PASSAGE |

=-=-=-=-=

Here is the Q&A with director Tricia Regan from after the screening (it gets louder after the first few seconds and then louder still at around the 0:40 mark, so don’t turn up your volume right away):
Editor’s Note: I’ve decided to begin posting my reviews of films screening at SXSW early, hopefully helping anyone attending make some decisions about what to see. We Are Wizards is screening on Saturday March 8 at 1:45pm in the Austin Convention Center. It also screens Tuesday March 11 at 11:00am and Friday March 14 at 1:45pm at the Paramount.
We Are Wizards (2008, Director: Josh Koury): I’ll have to start with somewhat of a disclaimer. I am not a wizard, by which I mean to say that I am not one of the obsessive fans of Harry Potter who inhabit this film. That being said, I was expecting something a bit more wide-ranging from the description of the film on the SXSW web site: “An entertaining and comprehensive portrait of the passionate culture of Harry Potter fans.” Instead Josh Koury follows a few of the odder fans of the books and films, with a special focus on bands inspired by the world of Harry and his friends. “Wizard rock” is an admittedly narrow subculture, and most of these bands are simply not very good. Some, like the two brothers who make up Harry and the Potters, don’t seem to take themselves too seriously, but many of the others seem a bit delusional. I found the Hungarian Horntails especially worthy of a few wizard curses of my own. Consisting of 8-year-old Darious and his younger brother Holden, the band screech “punk” songs like “Which Witch is Which” and “Kill the Basilisk”. Though I’m delighted the boys have a creative outlet, I found their parents’ adulation disturbing, and suspect that dragging their kids all over the country to play “wizard rock” seems tied in to fulfilling their own musical ambitions.
Another major subject of the film is cartoonist Brad Neely, who gained notoriety by recording his own fan commentary for the first Harry Potter film. Unfortunately, he spoke it in a really annoying voice, which he also uses throughout the film. Yet another unsympathetic subject is Carol Matriciana, a Christian woman who is opposed to the books and films because she believes they promote witchcraft. But just like every one of the fans, she’s used Harry Potter to gain some attention and to add some meaning to her life.
Perhaps the sanest of the fans featured is Heather Lawver, who also happens to be the sister of a friend of mine. Heather began a fan site while in her teens and promptly received a threatening letter from Warner Brothers, the studio behind the Harry Potter films. Undeterred, Heather started a grassroots boycott of all Harry Potter merchandise except the books (her beef was with Warner Brothers, not J.K. Rowling). Through this process, she not only learned to express herself creatively and connect to other fans, but she learned lots of legal stuff as well as the skills needed to be a political activist. Bizarrely, though, the filmmakers end Heather’s story by showing her looking at Ferraris and explaining that she’s not really into Harry Potter anymore, but wants to become a race car driver. I found that directorial choice odd.
There are a few other “talking heads” in the film, including Henry Jenkins, Co-Director of the Comparative Media Studies Program at MIT, who will be a keynote speaker at this year’s SXSW Interactive conference. Overall, though, this is not a standard talking head documentary, but more of a film for fans by fans. I thought it a little too narrowly-focused and found far too many of the subjects unsympathetic, even annoying. But what do I know, right? I’m a Muggle.

=-=-=-=-=

SET OF TASKS |
1. Rewrite the review's paragraph beginning "Another major subject of the film" in two shorter sentences, keeping its main facts.
2. Copy the review from "Perhaps the sanest" to "directorial choice odd.", substituting "Warner Bros." for "Warner Brothers" wherever it occurs.
The entries that follow have no connection to the review.

EXTRACTED DATA |
=-=-=-=-=

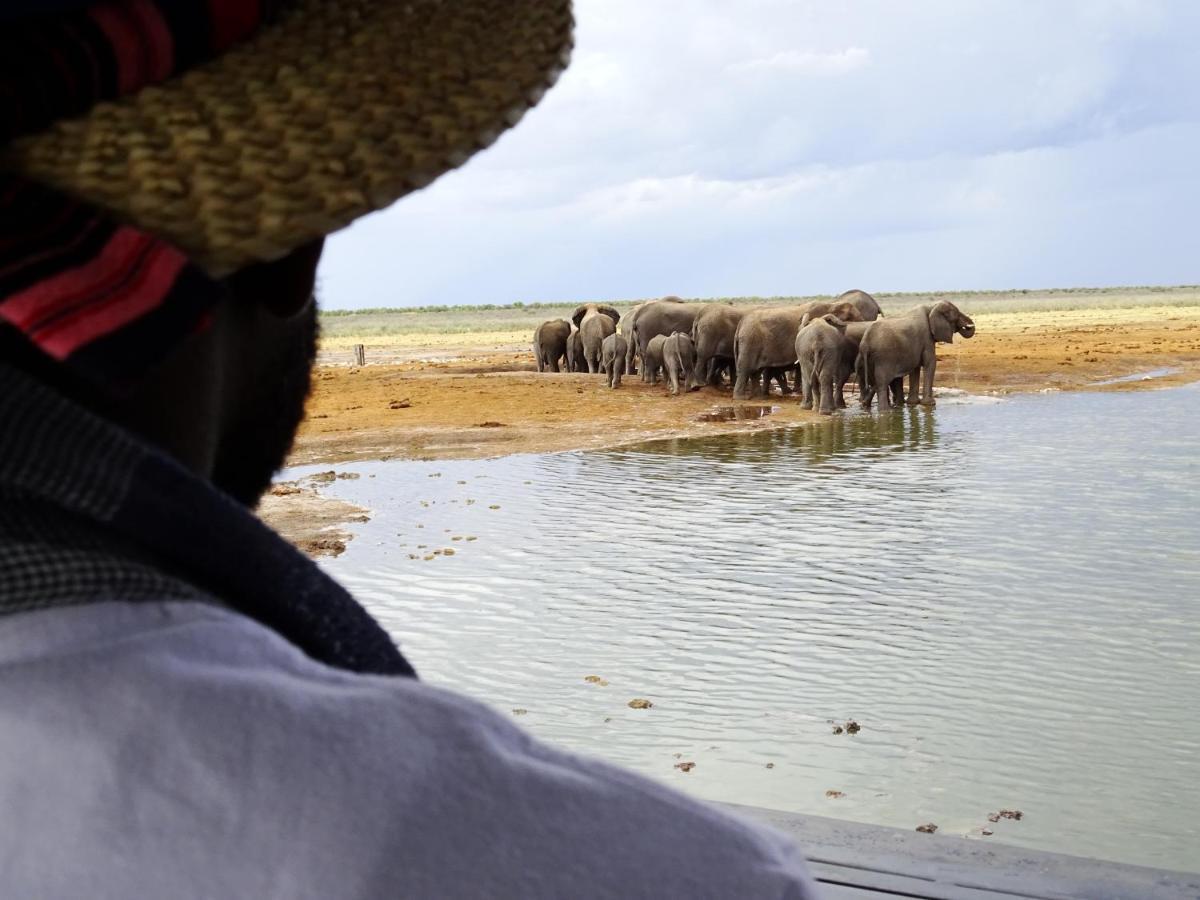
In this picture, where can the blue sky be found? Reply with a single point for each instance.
(766, 148)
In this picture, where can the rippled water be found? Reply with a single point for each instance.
(1006, 597)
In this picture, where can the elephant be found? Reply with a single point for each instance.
(575, 361)
(864, 305)
(663, 317)
(906, 346)
(627, 328)
(765, 346)
(822, 353)
(678, 360)
(612, 358)
(712, 335)
(550, 343)
(652, 359)
(595, 322)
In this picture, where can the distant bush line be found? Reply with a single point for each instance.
(521, 306)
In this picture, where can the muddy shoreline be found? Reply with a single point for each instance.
(483, 399)
(486, 401)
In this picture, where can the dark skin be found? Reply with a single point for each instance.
(228, 401)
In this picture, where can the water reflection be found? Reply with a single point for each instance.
(1005, 597)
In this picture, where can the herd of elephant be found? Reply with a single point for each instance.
(821, 343)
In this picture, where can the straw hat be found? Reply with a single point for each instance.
(336, 111)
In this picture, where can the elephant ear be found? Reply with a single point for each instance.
(847, 312)
(941, 322)
(612, 312)
(831, 319)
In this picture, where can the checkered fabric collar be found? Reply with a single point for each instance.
(89, 514)
(105, 299)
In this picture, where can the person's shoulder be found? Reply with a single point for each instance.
(431, 787)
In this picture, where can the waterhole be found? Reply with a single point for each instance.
(729, 414)
(1003, 598)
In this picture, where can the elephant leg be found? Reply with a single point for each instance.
(915, 387)
(930, 366)
(742, 384)
(882, 389)
(805, 387)
(826, 393)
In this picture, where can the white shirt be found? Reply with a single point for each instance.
(183, 750)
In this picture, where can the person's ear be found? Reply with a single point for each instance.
(283, 287)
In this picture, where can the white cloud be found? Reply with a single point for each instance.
(999, 143)
(822, 64)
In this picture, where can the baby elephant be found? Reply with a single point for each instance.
(678, 360)
(612, 358)
(822, 353)
(652, 360)
(907, 346)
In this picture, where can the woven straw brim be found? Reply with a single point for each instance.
(334, 112)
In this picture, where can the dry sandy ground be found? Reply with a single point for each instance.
(478, 395)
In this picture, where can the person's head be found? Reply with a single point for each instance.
(160, 232)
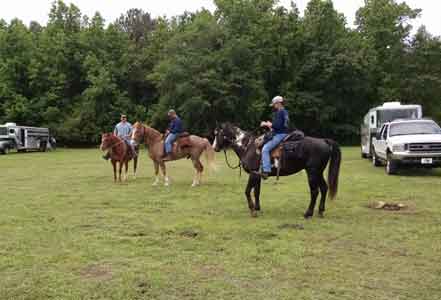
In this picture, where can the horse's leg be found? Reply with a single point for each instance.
(257, 192)
(114, 170)
(135, 165)
(126, 169)
(323, 191)
(251, 184)
(120, 170)
(313, 180)
(156, 164)
(164, 173)
(199, 168)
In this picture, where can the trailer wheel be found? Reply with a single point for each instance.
(375, 161)
(391, 166)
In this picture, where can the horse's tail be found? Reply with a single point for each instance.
(210, 156)
(334, 168)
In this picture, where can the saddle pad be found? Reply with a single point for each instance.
(295, 136)
(292, 150)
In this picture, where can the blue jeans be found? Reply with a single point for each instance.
(171, 138)
(267, 148)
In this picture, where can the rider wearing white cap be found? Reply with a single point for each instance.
(279, 127)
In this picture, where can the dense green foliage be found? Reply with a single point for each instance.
(77, 74)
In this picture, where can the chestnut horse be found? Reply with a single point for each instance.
(119, 152)
(154, 142)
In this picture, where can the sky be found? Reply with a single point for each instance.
(38, 10)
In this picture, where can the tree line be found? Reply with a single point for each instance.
(76, 74)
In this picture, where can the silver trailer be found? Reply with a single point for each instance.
(377, 116)
(23, 138)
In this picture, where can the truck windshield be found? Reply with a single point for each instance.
(3, 130)
(408, 128)
(389, 115)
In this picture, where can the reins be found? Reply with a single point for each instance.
(239, 165)
(117, 144)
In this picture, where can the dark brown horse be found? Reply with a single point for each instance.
(313, 156)
(154, 141)
(119, 153)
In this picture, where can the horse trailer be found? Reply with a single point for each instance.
(23, 138)
(377, 116)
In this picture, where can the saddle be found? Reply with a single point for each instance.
(289, 145)
(289, 148)
(183, 140)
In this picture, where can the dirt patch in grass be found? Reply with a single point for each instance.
(97, 272)
(189, 233)
(292, 226)
(393, 206)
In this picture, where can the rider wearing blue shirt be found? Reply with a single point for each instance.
(123, 130)
(280, 128)
(175, 128)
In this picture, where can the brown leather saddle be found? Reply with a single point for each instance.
(278, 151)
(183, 140)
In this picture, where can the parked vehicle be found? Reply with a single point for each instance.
(377, 116)
(23, 138)
(401, 143)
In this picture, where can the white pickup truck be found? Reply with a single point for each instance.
(401, 143)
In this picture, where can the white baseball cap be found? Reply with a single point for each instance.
(277, 99)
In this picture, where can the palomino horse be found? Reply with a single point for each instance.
(119, 152)
(153, 139)
(313, 155)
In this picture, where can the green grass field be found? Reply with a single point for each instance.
(68, 232)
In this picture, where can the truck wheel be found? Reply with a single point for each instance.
(375, 161)
(391, 166)
(43, 146)
(363, 155)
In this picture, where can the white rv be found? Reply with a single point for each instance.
(23, 138)
(377, 116)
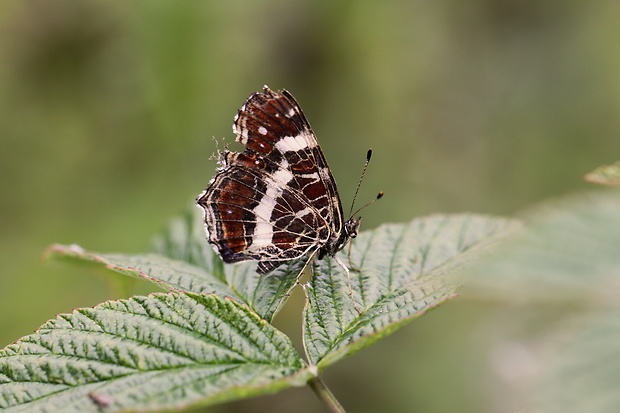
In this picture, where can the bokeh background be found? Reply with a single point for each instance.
(108, 111)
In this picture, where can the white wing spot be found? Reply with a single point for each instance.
(294, 143)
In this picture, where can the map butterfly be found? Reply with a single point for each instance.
(277, 200)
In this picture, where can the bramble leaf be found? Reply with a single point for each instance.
(404, 270)
(163, 351)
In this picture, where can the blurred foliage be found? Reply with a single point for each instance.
(108, 109)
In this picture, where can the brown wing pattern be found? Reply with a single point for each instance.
(277, 200)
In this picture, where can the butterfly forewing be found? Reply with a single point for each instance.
(277, 200)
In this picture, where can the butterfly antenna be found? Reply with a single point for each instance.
(379, 195)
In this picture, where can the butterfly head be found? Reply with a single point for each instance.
(351, 227)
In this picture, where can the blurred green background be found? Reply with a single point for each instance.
(108, 110)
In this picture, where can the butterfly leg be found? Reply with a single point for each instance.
(349, 282)
(351, 266)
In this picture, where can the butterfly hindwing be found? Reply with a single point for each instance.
(277, 200)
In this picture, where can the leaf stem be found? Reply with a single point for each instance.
(327, 397)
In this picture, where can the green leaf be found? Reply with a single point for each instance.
(185, 240)
(186, 262)
(164, 351)
(584, 376)
(569, 252)
(405, 269)
(605, 175)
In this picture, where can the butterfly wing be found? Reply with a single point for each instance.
(277, 200)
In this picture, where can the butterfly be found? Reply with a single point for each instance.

=-=-=-=-=

RESULTS IN ORDER |
1. Cartoonist Brad Neely, known for recording his own fan commentary for the first Harry Potter film, is another major subject, and he speaks in the same annoying voice throughout. Carol Matriciana, a Christian woman who opposes the books and films for promoting witchcraft, is also unsympathetic, yet like the fans she has used Harry Potter to gain attention and add meaning to her life.

2.
Perhaps the sanest of the fans featured is Heather Lawver, who also happens to be the sister of a friend of mine. Heather began a fan site while in her teens and promptly received a threatening letter from Warner Bros., the studio behind the Harry Potter films. Undeterred, Heather started a grassroots boycott of all Harry Potter merchandise except the books (her beef was with Warner Bros., not J.K. Rowling). Through this process, she not only learned to express herself creatively and connect to other fans, but she learned lots of legal stuff as well as the skills needed to be a political activist. Bizarrely, though, the filmmakers end Heather’s story by showing her looking at Ferraris and explaining that she’s not really into Harry Potter anymore, but wants to become a race car driver. I found that directorial choice odd.